Ombudsman: ponte entre jornal e leitor

Público ganha voz e importância nos jornais por meio do cargo de Ombudsman

Carina Gonçalves
Pouco presente nas redações, o cargo de Ombudsman estabelece uma ponte entre jornal e leitor (Foto: Divulgação / Internet)
“Representante dos interesses do leitor, das fontes e dos personagens do noticiário na estrutura do jornal”. Essa é a definição de Ombudsman no Manual de Redação da Folha de S.Paulo, que foi o primeiro jornal brasileiro a criar o cargo, em 1989, e nesse ano realiza o seu aniversário de 30 anos.

Caso ainda não tenha ficado claro, a ex-ombudsman da Folha, Paula Cesarino Costa, atual editora de Diversidade do jornal, consegue explicar bem o seu papel. “A manutenção do canal aberto com o leitor já se traduz em benefícios para as duas partes. Atender, ouvir e responder ao leitor são atos que reforçam laços de confiança e identificação. Por mais queixoso que seja ou esteja, o contato direto leva o leitor a reconhecer-se no jornal que escolheu como seu.”.

Resumindo, caso você, leitor, esteja com qualquer reclamação do jornal sinta-se à vontade para conversar com a pessoa do cargo. Esse posto resume um dos principais princípios do jornalismo, oferecer voz as pessoas que não a tem, ao povo, com valor democrático e cívico.

Ombudsman vem de origem sueca (Ombud: representante / man: homem), existente nas instituições para oferecer representação aos cidadãos. O cargo foi introduzido na Suécia em 1809, como órgão de controle parlamentar sobre a orientação do Executivo, para “limitar os poderes do rei” garantindo agir conforme a lei.

## O que se espera
Você pode reproduzir o texto sobre o ombudsman por inteiro, sem mudar nenhuma palavra?

## Dados apresentados
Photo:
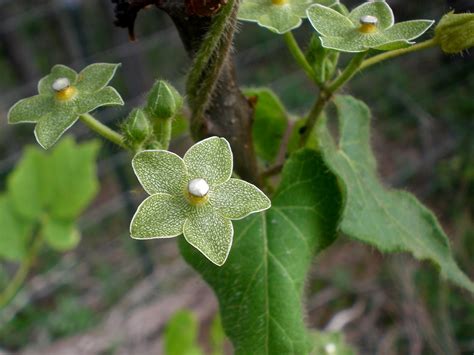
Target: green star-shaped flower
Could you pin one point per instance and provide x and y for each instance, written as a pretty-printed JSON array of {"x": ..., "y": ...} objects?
[
  {"x": 279, "y": 16},
  {"x": 194, "y": 196},
  {"x": 368, "y": 26},
  {"x": 63, "y": 96}
]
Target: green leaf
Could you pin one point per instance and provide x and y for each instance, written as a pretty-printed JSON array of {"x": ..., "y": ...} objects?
[
  {"x": 96, "y": 76},
  {"x": 260, "y": 287},
  {"x": 392, "y": 221},
  {"x": 73, "y": 178},
  {"x": 181, "y": 334},
  {"x": 236, "y": 199},
  {"x": 159, "y": 216},
  {"x": 60, "y": 235},
  {"x": 26, "y": 184},
  {"x": 269, "y": 123},
  {"x": 107, "y": 96},
  {"x": 61, "y": 183},
  {"x": 210, "y": 159},
  {"x": 15, "y": 232}
]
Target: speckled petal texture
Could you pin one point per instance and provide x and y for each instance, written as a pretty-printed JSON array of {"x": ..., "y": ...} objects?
[
  {"x": 159, "y": 216},
  {"x": 236, "y": 199},
  {"x": 96, "y": 76},
  {"x": 58, "y": 71},
  {"x": 51, "y": 126},
  {"x": 160, "y": 171},
  {"x": 211, "y": 160},
  {"x": 210, "y": 233},
  {"x": 104, "y": 97}
]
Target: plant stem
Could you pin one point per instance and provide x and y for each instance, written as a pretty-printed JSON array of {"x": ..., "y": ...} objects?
[
  {"x": 298, "y": 54},
  {"x": 430, "y": 43},
  {"x": 17, "y": 281},
  {"x": 326, "y": 94},
  {"x": 352, "y": 68},
  {"x": 162, "y": 131},
  {"x": 102, "y": 130}
]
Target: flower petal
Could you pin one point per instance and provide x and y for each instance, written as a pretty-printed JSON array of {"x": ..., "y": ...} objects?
[
  {"x": 90, "y": 101},
  {"x": 52, "y": 125},
  {"x": 377, "y": 8},
  {"x": 280, "y": 19},
  {"x": 30, "y": 109},
  {"x": 160, "y": 171},
  {"x": 343, "y": 44},
  {"x": 237, "y": 199},
  {"x": 210, "y": 233},
  {"x": 58, "y": 71},
  {"x": 211, "y": 160},
  {"x": 159, "y": 216},
  {"x": 96, "y": 76},
  {"x": 329, "y": 22},
  {"x": 408, "y": 30}
]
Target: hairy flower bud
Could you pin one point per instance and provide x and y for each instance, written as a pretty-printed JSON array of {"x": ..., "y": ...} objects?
[
  {"x": 137, "y": 128},
  {"x": 164, "y": 101},
  {"x": 455, "y": 32}
]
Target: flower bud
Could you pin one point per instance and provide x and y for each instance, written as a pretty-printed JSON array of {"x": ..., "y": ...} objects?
[
  {"x": 455, "y": 32},
  {"x": 164, "y": 101},
  {"x": 137, "y": 128}
]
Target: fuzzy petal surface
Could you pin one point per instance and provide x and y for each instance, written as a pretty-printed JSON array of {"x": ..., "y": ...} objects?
[
  {"x": 159, "y": 216},
  {"x": 160, "y": 171}
]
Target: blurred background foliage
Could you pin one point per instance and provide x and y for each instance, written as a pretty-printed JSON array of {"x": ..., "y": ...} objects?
[{"x": 114, "y": 295}]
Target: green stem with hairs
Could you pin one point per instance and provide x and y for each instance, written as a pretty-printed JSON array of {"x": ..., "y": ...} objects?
[
  {"x": 102, "y": 130},
  {"x": 208, "y": 62},
  {"x": 326, "y": 93},
  {"x": 298, "y": 55},
  {"x": 162, "y": 131},
  {"x": 430, "y": 43}
]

## Resultado final
Ombudsman: ponte entre jornal e leitor

Público ganha voz e importância nos jornais por meio do cargo de Ombudsman

Carina Gonçalves
Pouco presente nas redações, o cargo de Ombudsman estabelece uma ponte entre jornal e leitor (Foto: Divulgação / Internet)
“Representante dos interesses do leitor, das fontes e dos personagens do noticiário na estrutura do jornal”. Essa é a definição de Ombudsman no Manual de Redação da Folha de S.Paulo, que foi o primeiro jornal brasileiro a criar o cargo, em 1989, e nesse ano realiza o seu aniversário de 30 anos.

Caso ainda não tenha ficado claro, a ex-ombudsman da Folha, Paula Cesarino Costa, atual editora de Diversidade do jornal, consegue explicar bem o seu papel. “A manutenção do canal aberto com o leitor já se traduz em benefícios para as duas partes. Atender, ouvir e responder ao leitor são atos que reforçam laços de confiança e identificação. Por mais queixoso que seja ou esteja, o contato direto leva o leitor a reconhecer-se no jornal que escolheu como seu.”.

Resumindo, caso você, leitor, esteja com qualquer reclamação do jornal sinta-se à vontade para conversar com a pessoa do cargo. Esse posto resume um dos principais princípios do jornalismo, oferecer voz as pessoas que não a tem, ao povo, com valor democrático e cívico.

Ombudsman vem de origem sueca (Ombud: representante / man: homem), existente nas instituições para oferecer representação aos cidadãos. O cargo foi introduzido na Suécia em 1809, como órgão de controle parlamentar sobre a orientação do Executivo, para “limitar os poderes do rei” garantindo agir conforme a lei.